- Vorgegebener Text:
━━━━━━━━━━

Berlin Der SPD-Bundesvize Ralf Stegner hat weitreichende Konsequenzen für den Fall gefordert, dass sich der Verdacht bestätigt, dass ein Mitarbeiter des Bundesnachrichtendienstes (BND) für den US-Geheimdienst CIA Spionage betrieben hat. „Dass Deutschland von unserem Verbündeten USA mit Massenausspähung der Bürgerinnen und Bürger und nun offenkundig auch anderen Spionageaktivitäten „bedacht“ wird, passt in keiner Weise zum akzeptablen Umgang unter befreundeten Völkern. Dafür gibt es keine Rechtfertigung und keinerlei Entschuldigung“, sagte Stegner Handelsblatt Online. „Deshalb muss dieser Vorgang, wenn sich die Fakten bestätigen, Konsequenzen haben.“

Das gelte für die entsprechenden Ermittlungen der deutschen Behörden gegen Verdächtige, sagte Stegner weiter. Der diplomatische Status dürfe aber auch nicht länger eine Aufenthaltsberechtigung in Deutschland für solche Personen rechtfertigen, deren  Spionageaktivitäten erwiesen seien. „Im Übrigen passen Spionageversuche und Freihandelsabkommen überhaupt nicht zusammen“, unterstrich Stegner.

━━━━━━━━━━

- Auszüge aus einem Datensatz zur Punktbeschriftung:
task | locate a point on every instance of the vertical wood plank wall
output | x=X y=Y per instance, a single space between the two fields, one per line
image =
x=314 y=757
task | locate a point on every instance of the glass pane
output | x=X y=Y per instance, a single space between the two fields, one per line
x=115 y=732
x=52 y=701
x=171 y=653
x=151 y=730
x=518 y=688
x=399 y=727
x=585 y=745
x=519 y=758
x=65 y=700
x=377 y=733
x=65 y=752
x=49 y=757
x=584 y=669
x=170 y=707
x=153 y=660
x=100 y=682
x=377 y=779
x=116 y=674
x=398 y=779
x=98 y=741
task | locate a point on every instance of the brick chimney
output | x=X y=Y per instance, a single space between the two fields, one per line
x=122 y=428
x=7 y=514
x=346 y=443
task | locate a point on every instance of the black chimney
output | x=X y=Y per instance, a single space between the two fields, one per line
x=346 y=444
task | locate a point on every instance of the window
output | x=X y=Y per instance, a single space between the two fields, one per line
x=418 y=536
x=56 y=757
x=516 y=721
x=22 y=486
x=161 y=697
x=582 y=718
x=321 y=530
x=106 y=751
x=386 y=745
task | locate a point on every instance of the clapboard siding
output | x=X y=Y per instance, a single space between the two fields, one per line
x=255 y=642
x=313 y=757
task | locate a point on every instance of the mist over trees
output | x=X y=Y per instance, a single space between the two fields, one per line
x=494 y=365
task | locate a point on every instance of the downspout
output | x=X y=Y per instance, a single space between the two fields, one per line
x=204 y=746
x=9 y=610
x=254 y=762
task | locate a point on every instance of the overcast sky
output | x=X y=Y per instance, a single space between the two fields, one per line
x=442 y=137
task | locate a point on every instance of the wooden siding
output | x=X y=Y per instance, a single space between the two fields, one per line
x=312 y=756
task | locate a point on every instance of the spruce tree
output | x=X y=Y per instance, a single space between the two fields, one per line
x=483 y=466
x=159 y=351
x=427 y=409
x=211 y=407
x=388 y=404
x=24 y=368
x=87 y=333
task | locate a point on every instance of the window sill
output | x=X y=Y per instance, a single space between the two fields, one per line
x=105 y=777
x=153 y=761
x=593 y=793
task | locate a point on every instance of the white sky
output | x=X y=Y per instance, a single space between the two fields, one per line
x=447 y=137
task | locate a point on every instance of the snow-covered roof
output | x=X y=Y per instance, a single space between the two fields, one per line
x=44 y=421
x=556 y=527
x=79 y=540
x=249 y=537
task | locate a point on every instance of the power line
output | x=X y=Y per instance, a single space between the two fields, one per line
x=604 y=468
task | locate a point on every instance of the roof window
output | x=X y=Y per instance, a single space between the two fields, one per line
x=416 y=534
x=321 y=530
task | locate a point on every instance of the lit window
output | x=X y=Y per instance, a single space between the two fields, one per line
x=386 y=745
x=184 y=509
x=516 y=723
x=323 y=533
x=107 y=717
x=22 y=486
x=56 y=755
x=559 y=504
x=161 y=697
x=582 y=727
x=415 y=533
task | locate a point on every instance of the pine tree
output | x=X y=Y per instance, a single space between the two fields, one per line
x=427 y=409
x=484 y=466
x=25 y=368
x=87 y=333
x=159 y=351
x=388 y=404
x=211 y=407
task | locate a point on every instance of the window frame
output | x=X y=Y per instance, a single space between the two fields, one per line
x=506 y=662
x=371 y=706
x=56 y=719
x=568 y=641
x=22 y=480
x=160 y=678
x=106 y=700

━━━━━━━━━━

- Erforderliche Schritte:
1: Was passt laut Stegner im Text über den Spionageverdacht gegen einen BND-Mitarbeiter überhaupt nicht zusammen?
2: Setze den Text über den Spionageverdacht gegen einen BND-Mitarbeiter im Anschluss an seinen letzten Satz fort.

- Lösungen der Übung:
1: Spionageversuche und Freihandelsabkommen.

2:
Die Skepsis gegenüber dem TTIP genannten Handelsabkommen sei „ohnehin berechtigt und viele Hürden sind zu überwinden, die ein solches Abkommen zustimmungsfähig machen könnten“, gab der SPD-Vize zu bedenken. „Gleichzeitige Spionage entzieht dem Ganzen aber die Grundlage.“ Gerade wer mit Anti-Amerikanismus nichts am Hut habe, si Stegner weiter, „muss sehr bedrückt sein über die jüngste Entwicklung der deutsch-amerikanischen Beziehungen“.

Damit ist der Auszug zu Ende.